Kaif's introduction scene was shot on a nudist beach; during the filming, the crew asked beach-goers stay out of the frame to avoid objections from the Central Board of Film Certification. The La Tomatina festival of Buñol was re-created for the song "Ik Junoon"; almost sixteen tons of tomatoes worth  were flown in from Portugal for the scene. A scene involving a kiss between Roshan and Kaif was filmed despite the couple's reluctance to do so. The filming of the flamenco song "Señorita" took place in Alájar, a town in the province of Huelva. The crew warned local residents about the song's volume because the scene was filmed at night. On the third day of filming, locals dressed in costumes attended and the mayor of Alájar joined them. The climax of the film, which features the running of the bulls, was filmed at Pamplona. The final schedules were at Vashi and Alibag in Mumbai in December 2010.

Soundtrack 

Composer trio Shankar–Ehsaan–Loy, who had worked with Farhan Akhtar in Rock On!! (2008) and Karthik Calling Karthik (2010), composed the soundtrack for the film. The lyrics were written by Javed Akhtar. The composers engaged María del Mar Fernández, a Spanish flamenco singer, to perform the vocals on "Señorita"; her film-singing debut. The song is also the singing debut of Roshan and Deol, who sang it along with Farhan Akhtar.

Marketing 

The trailer of the film was revealed with the prints of Ready which released on 3 June 2011, and was released online on 15 May 2011. Excel Entertainment partnered with Aircel to make promotional videos for the film available on mobile phones and the Internet. The trailer was watched over 55 million times within 48 hours of its release. Two more videos—one each for the songs "Ik Junoon" and "Senorita"—were released on 27 May. The music launch and promotion event took place at Nirmal Lifestyle, Mulund, Mumbai. A press conference promoting the film was held on 1 July at Chandigarh. Two dialogue promos of the film were released on 3 July. On 7 July the cast and crew embarked on a road trip from Mumbai to Delhi via Surat, Vadodra, Ahmedabad, Udaipur, Ajmer and Jaipur that culminated in a concert at Gurgaon. It is believed that British Auto manufacturer Land Rover—which is now owned by Tata Motors—sponsored the Land Rover Discovery driven by the cast members during the trip. A premier at the 12th IIFA Awards before the worldwide release was planned but was not executed.

- Exercise tasks:
• a. Answer these questions from the film production text:
(i) In which town was the song "Señorita" filmed?
(ii) Who wrote the lyrics for the soundtrack?
(iii) Where was the press conference on 1 July held?
• b. Rewrite the film production text, beginning at the words "Composer trio Shankar–Ehsaan–Loy, who" and stopping after "with Farhan Akhtar.", with "soundtrack" changed to "score".

- Data excerpts:
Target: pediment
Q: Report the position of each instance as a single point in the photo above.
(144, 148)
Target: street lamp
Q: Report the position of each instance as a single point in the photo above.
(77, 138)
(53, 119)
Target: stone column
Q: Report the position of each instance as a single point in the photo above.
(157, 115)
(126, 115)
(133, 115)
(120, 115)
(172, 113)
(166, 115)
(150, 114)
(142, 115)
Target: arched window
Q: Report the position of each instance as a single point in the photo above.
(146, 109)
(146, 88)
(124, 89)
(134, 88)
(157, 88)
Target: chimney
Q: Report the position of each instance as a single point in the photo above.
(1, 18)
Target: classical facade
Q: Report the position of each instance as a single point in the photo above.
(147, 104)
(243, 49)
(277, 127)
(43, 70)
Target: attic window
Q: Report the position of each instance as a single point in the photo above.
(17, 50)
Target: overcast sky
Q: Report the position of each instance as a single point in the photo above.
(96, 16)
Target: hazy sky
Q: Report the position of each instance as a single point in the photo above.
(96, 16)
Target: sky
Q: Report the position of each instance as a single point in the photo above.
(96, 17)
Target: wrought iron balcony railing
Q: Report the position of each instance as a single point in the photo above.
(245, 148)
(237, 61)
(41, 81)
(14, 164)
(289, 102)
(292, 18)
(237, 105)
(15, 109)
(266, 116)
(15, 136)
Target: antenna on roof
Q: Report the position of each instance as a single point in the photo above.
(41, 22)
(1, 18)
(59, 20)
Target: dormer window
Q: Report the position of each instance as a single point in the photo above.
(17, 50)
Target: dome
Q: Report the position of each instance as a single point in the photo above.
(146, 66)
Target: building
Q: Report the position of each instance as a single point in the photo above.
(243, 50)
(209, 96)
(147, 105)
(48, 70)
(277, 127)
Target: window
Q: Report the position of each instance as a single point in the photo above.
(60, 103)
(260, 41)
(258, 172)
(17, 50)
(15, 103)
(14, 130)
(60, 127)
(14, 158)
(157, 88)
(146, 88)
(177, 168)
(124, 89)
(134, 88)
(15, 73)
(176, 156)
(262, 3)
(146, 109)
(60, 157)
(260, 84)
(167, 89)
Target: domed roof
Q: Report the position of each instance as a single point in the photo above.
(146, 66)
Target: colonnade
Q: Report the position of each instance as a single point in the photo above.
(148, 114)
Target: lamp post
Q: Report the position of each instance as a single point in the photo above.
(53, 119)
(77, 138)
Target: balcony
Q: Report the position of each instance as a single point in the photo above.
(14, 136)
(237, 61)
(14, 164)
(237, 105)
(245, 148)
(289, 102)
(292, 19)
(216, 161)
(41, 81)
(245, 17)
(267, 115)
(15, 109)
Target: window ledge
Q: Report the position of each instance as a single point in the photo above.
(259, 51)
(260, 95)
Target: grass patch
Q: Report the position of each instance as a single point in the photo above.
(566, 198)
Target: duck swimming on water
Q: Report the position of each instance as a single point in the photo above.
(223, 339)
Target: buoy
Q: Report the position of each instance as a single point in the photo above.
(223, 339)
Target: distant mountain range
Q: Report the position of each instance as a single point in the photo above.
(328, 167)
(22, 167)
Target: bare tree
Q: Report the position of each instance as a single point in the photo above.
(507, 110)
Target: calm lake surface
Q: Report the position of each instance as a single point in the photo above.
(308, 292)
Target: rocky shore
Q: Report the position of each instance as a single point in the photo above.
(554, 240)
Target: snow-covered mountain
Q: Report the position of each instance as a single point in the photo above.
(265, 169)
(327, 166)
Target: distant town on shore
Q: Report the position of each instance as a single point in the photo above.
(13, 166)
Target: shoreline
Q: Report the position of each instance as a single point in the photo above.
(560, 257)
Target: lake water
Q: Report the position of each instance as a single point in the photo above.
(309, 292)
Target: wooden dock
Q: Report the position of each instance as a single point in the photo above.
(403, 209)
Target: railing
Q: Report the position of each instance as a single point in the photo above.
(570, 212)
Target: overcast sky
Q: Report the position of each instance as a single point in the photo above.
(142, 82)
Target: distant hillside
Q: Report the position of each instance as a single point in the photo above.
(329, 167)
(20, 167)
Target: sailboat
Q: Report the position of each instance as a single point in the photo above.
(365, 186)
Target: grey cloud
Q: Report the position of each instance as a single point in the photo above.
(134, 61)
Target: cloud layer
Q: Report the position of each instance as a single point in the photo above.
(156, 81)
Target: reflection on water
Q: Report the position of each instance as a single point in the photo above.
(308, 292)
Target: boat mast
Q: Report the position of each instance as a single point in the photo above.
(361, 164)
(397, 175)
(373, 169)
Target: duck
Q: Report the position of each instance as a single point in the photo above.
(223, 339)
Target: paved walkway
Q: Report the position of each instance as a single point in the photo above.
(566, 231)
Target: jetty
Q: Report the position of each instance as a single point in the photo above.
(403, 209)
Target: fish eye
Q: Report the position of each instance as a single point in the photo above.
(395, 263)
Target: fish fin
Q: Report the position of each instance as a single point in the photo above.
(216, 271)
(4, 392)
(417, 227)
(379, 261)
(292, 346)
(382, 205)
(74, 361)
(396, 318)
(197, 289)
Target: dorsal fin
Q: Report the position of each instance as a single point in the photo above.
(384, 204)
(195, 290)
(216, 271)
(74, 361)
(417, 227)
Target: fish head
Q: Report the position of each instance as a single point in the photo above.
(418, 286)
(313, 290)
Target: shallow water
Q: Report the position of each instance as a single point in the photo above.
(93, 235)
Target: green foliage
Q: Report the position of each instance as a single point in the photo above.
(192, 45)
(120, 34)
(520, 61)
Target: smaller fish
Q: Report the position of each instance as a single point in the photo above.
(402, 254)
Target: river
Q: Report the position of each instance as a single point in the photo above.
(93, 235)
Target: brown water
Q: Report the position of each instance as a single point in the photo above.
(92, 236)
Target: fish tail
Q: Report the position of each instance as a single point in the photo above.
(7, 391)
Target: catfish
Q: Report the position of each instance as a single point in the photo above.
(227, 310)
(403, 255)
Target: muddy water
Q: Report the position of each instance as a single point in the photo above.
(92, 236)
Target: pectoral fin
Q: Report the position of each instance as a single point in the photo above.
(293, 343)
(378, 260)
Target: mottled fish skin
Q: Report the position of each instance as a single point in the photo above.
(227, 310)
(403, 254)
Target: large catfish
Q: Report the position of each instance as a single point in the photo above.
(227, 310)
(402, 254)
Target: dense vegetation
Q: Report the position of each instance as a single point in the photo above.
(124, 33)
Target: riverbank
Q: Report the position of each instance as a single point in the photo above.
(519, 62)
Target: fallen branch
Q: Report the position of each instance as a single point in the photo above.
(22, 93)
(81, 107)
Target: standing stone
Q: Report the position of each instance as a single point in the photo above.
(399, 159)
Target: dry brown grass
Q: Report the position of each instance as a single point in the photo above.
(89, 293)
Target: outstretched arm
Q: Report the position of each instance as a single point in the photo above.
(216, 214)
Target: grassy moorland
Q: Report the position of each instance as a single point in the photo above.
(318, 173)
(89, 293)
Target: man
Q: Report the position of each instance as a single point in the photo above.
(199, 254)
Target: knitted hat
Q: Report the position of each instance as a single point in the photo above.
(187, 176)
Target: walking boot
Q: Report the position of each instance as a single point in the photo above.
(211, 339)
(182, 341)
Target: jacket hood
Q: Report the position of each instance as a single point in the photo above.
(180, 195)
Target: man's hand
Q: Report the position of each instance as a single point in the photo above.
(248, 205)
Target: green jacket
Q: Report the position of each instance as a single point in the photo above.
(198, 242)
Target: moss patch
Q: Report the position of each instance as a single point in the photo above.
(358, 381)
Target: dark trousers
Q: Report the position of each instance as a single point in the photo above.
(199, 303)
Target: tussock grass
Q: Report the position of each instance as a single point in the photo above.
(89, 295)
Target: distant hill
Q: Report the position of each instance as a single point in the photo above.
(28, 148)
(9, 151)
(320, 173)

- Task-by-task answers:
• a.
(i) Alájar
(ii) Javed Akhtar
(iii) Chandigarh

• b.
Composer trio Shankar–Ehsaan–Loy, who had worked with Farhan Akhtar in Rock On!! (2008) and Karthik Calling Karthik (2010), composed the score for the film. The lyrics were written by Javed Akhtar. The composers engaged María del Mar Fernández, a Spanish flamenco singer, to perform the vocals on "Señorita"; her film-singing debut. The song is also the singing debut of Roshan and Deol, who sang it along with Farhan Akhtar.